## Short task
Rescale only the part of the records that opens with the line containing "Please locate the browned" and runs through the end of the records. Reproduce every line in that part, requests included, and multiply each point coordinate in the answers by 0.25, rounding to whole numbers with halves rounded up.

## Data lines
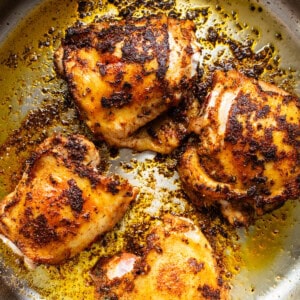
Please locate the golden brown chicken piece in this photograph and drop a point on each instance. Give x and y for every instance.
(124, 74)
(62, 204)
(248, 155)
(177, 263)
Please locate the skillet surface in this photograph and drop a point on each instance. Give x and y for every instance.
(280, 277)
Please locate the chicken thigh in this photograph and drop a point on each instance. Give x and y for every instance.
(62, 204)
(124, 74)
(177, 263)
(247, 159)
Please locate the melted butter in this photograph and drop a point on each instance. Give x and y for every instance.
(28, 82)
(265, 241)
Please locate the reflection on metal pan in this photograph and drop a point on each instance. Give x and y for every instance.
(263, 262)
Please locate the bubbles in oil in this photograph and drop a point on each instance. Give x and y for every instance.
(35, 104)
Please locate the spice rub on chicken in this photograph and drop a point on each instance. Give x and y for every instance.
(124, 74)
(176, 263)
(62, 203)
(247, 156)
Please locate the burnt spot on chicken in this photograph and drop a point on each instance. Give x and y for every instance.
(62, 203)
(175, 261)
(125, 74)
(117, 100)
(74, 196)
(38, 230)
(248, 132)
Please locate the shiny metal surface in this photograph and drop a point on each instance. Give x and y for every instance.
(282, 280)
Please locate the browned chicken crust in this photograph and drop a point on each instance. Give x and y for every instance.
(62, 203)
(177, 263)
(124, 74)
(248, 157)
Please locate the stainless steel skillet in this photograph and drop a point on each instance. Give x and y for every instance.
(282, 279)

## Completed exercise
Please locate the browned chicken crust in this photograph and drop a point on each instance. Give x and y for every instance.
(16, 51)
(44, 66)
(31, 19)
(62, 39)
Please locate the stainless steel skillet in this photograph and drop a point on each instance. Give x and y for every instance.
(71, 70)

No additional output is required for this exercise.